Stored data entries
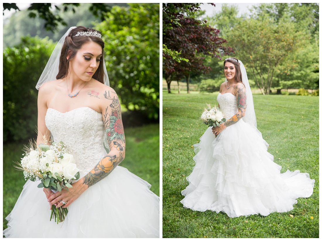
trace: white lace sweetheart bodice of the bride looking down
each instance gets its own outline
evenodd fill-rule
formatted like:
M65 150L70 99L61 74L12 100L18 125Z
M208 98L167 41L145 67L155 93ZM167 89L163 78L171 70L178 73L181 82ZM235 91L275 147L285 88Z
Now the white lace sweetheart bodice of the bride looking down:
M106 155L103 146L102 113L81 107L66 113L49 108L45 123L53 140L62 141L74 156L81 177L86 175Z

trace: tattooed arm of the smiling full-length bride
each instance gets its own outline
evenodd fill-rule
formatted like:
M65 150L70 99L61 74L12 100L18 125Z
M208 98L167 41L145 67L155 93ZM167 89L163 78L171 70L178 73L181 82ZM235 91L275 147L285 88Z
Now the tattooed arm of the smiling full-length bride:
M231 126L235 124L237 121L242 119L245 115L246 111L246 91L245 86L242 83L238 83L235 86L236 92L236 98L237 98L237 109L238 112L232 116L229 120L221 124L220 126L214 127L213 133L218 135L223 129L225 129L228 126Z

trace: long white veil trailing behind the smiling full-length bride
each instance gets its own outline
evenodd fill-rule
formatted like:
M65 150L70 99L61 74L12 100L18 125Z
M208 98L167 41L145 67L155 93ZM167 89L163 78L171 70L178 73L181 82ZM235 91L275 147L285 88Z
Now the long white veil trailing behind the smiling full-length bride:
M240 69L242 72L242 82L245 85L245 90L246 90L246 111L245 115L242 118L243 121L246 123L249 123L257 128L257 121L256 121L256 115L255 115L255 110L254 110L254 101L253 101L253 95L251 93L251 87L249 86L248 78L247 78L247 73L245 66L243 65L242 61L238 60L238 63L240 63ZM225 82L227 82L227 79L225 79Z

==

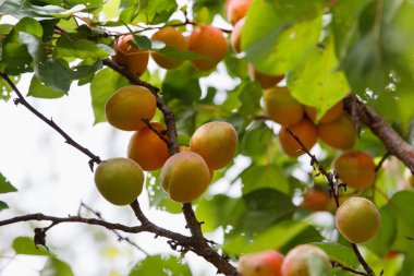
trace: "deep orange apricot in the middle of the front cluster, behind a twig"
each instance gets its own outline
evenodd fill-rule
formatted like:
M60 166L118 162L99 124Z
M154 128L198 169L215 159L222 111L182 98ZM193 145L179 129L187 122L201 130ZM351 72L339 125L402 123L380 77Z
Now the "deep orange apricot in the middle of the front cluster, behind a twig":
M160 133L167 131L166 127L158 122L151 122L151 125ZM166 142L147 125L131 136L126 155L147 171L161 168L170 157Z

==

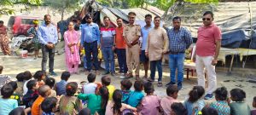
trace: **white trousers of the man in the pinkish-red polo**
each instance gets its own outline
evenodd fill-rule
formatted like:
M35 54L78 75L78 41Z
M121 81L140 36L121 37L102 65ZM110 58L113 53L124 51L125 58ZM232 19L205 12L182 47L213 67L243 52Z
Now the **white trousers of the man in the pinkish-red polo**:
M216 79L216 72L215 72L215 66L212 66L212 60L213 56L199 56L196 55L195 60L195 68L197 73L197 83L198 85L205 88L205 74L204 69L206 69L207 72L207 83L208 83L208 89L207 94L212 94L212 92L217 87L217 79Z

WORK TO COMPLETE
Pick out every line above that contains the word "trace" and copy it.

THE ANSWER
trace: white lace sweetheart bodice of the bride looking down
trace: tattooed arm of the smiling full-length bride
trace: long white veil trailing behind the smiling full-length bride
trace: "deep orange apricot in the middle of the front cluster, behind a twig"
trace: **white trousers of the man in the pinkish-red polo**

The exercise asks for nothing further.